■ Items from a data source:
────
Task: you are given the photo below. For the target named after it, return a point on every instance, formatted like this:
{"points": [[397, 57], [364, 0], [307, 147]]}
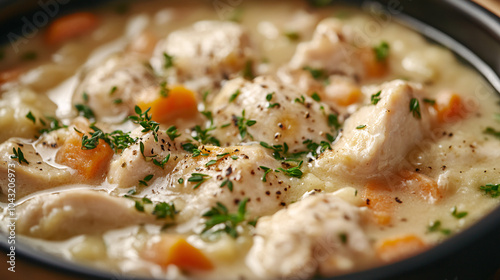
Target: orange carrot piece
{"points": [[344, 94], [399, 248], [449, 107], [179, 103], [177, 251], [379, 199], [422, 184], [70, 26], [145, 43], [373, 67], [91, 164], [10, 74]]}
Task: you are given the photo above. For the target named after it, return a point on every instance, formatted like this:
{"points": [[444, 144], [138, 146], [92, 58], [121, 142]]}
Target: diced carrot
{"points": [[373, 67], [177, 251], [379, 199], [179, 103], [399, 248], [449, 107], [91, 164], [144, 44], [422, 184], [343, 93], [70, 26]]}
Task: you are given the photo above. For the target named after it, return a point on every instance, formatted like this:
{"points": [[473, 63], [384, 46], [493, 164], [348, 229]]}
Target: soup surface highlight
{"points": [[261, 139]]}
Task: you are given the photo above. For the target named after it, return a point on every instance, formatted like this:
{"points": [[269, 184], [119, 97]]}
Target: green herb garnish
{"points": [[18, 154], [220, 215], [199, 178], [381, 51], [415, 108]]}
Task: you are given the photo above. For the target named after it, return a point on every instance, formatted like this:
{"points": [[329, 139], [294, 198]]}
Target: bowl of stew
{"points": [[250, 139]]}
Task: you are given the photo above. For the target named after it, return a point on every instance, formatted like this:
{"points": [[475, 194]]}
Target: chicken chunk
{"points": [[110, 89], [282, 114], [377, 138], [70, 213], [204, 54], [329, 50], [15, 105], [42, 172], [320, 232]]}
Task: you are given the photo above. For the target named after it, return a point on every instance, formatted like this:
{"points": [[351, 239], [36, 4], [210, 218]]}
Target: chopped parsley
{"points": [[169, 61], [31, 117], [227, 183], [146, 179], [491, 190], [381, 51], [293, 171], [113, 90], [333, 120], [139, 205], [316, 97], [415, 108], [376, 98], [301, 100], [203, 136], [242, 123], [172, 133], [29, 56], [144, 119], [429, 101], [163, 89], [292, 36], [85, 97], [198, 178], [53, 125], [211, 162], [437, 227], [343, 238], [117, 140], [234, 96], [266, 170], [18, 154], [456, 214], [85, 111], [219, 215]]}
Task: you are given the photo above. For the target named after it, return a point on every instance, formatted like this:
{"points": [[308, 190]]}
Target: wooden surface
{"points": [[492, 5]]}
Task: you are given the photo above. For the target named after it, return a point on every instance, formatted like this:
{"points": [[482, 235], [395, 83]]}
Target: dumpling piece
{"points": [[281, 114], [70, 213], [41, 172], [376, 138], [229, 175], [205, 53], [330, 51], [110, 89], [321, 232]]}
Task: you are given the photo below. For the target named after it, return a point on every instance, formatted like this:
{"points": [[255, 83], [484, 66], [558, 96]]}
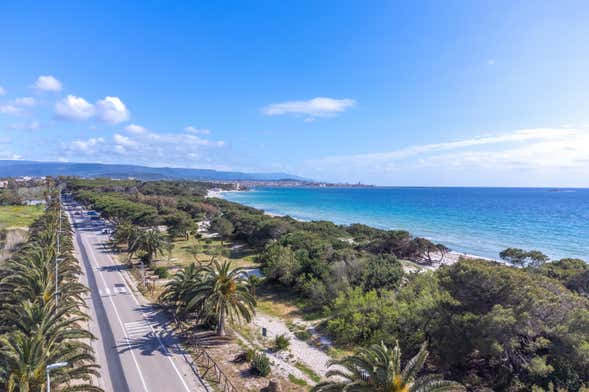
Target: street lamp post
{"points": [[57, 258], [51, 367]]}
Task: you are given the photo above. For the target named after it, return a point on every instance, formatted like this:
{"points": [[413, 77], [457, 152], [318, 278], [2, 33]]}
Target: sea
{"points": [[476, 221]]}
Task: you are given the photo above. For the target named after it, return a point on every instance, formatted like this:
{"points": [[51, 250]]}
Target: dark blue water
{"points": [[480, 221]]}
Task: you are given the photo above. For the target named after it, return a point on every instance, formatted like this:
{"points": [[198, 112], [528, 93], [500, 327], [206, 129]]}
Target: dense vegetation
{"points": [[39, 326], [517, 326]]}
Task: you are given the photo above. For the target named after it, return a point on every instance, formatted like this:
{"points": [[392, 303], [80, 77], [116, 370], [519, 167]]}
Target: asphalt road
{"points": [[133, 347]]}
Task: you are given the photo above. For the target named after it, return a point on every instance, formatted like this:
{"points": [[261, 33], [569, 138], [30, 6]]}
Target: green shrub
{"points": [[250, 354], [261, 364], [162, 272], [296, 381], [303, 335], [281, 342]]}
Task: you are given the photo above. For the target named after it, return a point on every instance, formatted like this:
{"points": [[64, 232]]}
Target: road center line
{"points": [[91, 255], [162, 345]]}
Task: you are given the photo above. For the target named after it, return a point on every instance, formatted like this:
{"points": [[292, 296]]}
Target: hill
{"points": [[36, 169]]}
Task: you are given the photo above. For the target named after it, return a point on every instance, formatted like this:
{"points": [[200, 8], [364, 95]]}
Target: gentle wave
{"points": [[480, 221]]}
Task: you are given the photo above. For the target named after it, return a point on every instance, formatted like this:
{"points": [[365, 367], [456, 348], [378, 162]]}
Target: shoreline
{"points": [[451, 257]]}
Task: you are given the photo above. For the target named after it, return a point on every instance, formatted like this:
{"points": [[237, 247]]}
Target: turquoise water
{"points": [[480, 221]]}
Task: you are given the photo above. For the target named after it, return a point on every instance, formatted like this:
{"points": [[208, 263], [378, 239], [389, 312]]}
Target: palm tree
{"points": [[151, 242], [36, 329], [176, 291], [378, 369], [224, 293]]}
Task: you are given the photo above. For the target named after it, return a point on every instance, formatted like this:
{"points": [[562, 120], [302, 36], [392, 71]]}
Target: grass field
{"points": [[184, 253], [19, 216]]}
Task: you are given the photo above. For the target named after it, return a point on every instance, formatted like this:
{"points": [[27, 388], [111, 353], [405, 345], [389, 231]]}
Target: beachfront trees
{"points": [[516, 256], [280, 263], [179, 224], [222, 226], [176, 292], [151, 242], [378, 368], [39, 326], [224, 293], [383, 272]]}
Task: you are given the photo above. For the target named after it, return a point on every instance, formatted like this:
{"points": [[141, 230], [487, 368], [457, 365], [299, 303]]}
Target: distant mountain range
{"points": [[37, 169]]}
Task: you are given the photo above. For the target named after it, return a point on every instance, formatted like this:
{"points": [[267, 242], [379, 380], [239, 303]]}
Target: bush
{"points": [[261, 364], [250, 354], [281, 342], [303, 335], [162, 272]]}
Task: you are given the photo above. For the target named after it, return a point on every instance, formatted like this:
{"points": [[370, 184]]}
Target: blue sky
{"points": [[391, 93]]}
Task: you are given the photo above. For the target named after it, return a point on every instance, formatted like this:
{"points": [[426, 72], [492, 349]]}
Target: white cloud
{"points": [[17, 107], [28, 126], [316, 107], [136, 129], [11, 109], [10, 156], [85, 145], [48, 83], [123, 140], [197, 131], [25, 101], [151, 148], [111, 110], [74, 108], [521, 158]]}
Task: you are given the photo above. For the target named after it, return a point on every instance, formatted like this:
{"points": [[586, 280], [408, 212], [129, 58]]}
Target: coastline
{"points": [[451, 257]]}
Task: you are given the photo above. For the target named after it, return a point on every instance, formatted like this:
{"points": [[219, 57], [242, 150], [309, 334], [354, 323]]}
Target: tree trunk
{"points": [[221, 324]]}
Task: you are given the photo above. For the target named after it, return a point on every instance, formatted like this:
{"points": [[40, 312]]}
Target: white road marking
{"points": [[138, 328], [162, 345], [120, 321]]}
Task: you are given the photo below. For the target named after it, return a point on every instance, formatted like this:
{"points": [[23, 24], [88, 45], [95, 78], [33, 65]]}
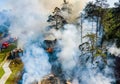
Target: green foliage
{"points": [[110, 20], [1, 72], [16, 67]]}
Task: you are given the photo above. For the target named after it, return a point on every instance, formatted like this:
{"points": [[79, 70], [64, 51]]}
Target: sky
{"points": [[4, 4]]}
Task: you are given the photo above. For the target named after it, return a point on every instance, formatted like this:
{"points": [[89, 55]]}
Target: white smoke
{"points": [[36, 64], [69, 43], [114, 50]]}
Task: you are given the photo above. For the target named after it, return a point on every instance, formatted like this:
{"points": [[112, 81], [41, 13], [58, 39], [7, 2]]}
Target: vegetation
{"points": [[16, 67], [1, 72], [108, 18]]}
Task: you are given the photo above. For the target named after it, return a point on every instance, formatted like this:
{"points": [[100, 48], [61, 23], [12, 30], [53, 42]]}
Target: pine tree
{"points": [[57, 21]]}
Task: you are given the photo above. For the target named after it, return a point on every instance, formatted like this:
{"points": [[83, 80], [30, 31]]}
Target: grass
{"points": [[16, 67], [1, 72]]}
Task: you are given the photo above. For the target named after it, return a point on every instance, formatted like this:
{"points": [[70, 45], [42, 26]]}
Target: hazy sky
{"points": [[4, 3]]}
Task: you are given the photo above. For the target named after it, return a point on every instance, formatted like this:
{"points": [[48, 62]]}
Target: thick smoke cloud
{"points": [[36, 64]]}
────
■ Required action:
All lines from the one containing "Target: pine tree" through the final line of the records above are to be set down exactly, and no other line is to appear.

■ Answer section:
Target: pine tree
{"points": [[57, 21]]}
Task: you are given the photo above. For the target named after it, return a point on every instance, formatted like this:
{"points": [[83, 80], [30, 31]]}
Target: grass
{"points": [[16, 67], [1, 72]]}
Task: you are given the photo above. For the target named after it, return a point on every instance, formatted like this:
{"points": [[70, 45], [42, 26]]}
Target: hazy sky
{"points": [[4, 3]]}
Task: you are given the photo above. For the target named after it, return a point on every instance, formatted like this:
{"points": [[48, 62]]}
Target: thick smoke cloud
{"points": [[36, 64]]}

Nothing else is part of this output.